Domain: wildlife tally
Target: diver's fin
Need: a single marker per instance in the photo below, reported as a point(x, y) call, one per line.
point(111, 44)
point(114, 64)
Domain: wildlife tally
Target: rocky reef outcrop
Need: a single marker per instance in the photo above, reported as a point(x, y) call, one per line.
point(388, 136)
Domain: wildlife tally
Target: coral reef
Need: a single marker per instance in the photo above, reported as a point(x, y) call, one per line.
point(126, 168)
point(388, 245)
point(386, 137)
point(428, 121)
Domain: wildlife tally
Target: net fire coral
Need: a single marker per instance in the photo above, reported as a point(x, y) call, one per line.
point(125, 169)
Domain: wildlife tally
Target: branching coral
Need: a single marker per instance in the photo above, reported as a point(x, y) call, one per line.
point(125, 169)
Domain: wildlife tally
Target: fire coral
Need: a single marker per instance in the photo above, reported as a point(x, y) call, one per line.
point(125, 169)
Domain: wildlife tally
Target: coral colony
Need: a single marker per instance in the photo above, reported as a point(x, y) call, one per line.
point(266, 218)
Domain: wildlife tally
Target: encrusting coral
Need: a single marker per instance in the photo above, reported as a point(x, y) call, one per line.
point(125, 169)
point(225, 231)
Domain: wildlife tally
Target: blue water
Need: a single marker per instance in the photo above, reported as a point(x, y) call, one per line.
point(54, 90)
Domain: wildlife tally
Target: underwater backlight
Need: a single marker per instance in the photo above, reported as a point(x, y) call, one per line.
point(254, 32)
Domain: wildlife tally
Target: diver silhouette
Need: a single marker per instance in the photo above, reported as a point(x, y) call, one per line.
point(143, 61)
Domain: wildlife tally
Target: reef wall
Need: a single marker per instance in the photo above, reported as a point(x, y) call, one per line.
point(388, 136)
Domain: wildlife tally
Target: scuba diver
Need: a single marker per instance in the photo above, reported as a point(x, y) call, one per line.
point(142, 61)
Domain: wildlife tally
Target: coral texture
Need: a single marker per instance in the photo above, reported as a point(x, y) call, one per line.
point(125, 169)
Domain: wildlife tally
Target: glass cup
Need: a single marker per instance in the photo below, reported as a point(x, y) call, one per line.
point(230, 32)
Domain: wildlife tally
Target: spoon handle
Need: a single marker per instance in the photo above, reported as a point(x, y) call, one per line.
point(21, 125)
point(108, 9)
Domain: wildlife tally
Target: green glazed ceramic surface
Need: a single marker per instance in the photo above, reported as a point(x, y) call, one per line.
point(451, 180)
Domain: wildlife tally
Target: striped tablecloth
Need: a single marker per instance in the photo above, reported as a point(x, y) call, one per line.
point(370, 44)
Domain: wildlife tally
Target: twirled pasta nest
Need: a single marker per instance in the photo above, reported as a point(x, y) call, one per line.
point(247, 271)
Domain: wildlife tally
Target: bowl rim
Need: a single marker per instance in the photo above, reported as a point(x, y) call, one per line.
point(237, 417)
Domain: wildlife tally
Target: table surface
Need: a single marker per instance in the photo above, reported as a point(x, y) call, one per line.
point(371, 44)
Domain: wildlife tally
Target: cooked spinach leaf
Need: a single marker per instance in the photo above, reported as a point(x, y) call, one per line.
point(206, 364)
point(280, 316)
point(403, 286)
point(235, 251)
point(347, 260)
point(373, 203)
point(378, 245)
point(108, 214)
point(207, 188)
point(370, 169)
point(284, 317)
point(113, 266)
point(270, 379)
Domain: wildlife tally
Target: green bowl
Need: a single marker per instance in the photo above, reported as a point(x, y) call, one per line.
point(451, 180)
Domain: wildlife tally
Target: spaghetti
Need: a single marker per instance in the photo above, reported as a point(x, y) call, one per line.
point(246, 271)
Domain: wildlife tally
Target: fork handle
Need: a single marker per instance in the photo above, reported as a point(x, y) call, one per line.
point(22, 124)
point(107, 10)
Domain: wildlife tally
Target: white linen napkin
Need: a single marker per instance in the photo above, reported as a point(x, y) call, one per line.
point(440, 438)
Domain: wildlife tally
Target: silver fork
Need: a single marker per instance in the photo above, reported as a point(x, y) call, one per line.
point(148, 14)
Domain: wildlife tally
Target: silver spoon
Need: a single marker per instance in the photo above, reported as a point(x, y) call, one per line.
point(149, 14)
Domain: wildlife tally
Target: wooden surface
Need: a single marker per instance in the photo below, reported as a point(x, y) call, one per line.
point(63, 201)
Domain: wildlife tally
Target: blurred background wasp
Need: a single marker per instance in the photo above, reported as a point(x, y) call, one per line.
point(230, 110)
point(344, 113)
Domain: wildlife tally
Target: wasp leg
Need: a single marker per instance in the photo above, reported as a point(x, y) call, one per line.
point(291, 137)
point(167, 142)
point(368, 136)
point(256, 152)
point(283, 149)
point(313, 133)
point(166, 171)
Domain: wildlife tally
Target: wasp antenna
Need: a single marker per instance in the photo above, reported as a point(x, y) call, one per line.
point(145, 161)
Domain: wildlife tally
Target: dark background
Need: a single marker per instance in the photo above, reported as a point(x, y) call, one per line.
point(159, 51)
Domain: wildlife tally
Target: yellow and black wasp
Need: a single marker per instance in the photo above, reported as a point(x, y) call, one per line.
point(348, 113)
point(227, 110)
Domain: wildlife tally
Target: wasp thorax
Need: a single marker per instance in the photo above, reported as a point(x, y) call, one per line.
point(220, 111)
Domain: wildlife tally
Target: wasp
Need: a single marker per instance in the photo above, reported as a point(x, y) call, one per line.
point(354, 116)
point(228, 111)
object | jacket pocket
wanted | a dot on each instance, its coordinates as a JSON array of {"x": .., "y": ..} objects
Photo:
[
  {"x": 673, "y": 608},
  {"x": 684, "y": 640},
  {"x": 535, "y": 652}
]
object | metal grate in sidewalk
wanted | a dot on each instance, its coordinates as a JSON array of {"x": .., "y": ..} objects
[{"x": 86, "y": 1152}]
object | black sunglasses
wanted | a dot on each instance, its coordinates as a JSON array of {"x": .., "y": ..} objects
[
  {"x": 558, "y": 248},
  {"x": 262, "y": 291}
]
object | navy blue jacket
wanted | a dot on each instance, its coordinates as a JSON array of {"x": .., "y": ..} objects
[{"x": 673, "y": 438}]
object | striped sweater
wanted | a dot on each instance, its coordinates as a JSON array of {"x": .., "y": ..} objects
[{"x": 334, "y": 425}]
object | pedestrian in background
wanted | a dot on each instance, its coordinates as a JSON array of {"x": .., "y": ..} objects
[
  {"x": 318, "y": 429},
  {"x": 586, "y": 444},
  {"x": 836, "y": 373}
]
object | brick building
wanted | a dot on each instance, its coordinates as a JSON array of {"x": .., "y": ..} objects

> **Your task**: Copy out, word for word, the part of the entries above that begins at the line with "Target: diver silhouette" and ends at the line with "Target: striped tablecloth", including both.

> **Written reply**:
Target: diver silhouette
Need: a single marker per instance in the photo above, reported as a point(x, y) call, one per line.
point(143, 61)
Domain: wildlife tally
Target: reef wall
Need: a single marker per instance in the photo above, reported as a point(x, y) call, one per line.
point(388, 136)
Domain: wildlife tally
Target: scuba diver
Need: a single marker per instance in the photo above, reported as a point(x, y) call, one per line.
point(142, 61)
Domain: wildlife tally
Target: coral texture
Need: a single marker per instance in the photo above, reported as a point(x, y) call, one per line.
point(125, 169)
Domain: wildlife tally
Target: glass cup
Need: a single marker per instance in the photo below, reported as a point(x, y) call, one per line.
point(230, 32)
Domain: wildlife tally
Target: spoon handle
Need: a single marker per instance in the photo above, reported as a point(x, y) call, one per line.
point(21, 125)
point(108, 9)
Domain: wildlife tally
Target: green glazed ceramic surface
Need: a single marker per instance in the photo above, reported as a point(x, y) call, one per line.
point(451, 180)
Domain: wildlife tally
Target: striped tablecloth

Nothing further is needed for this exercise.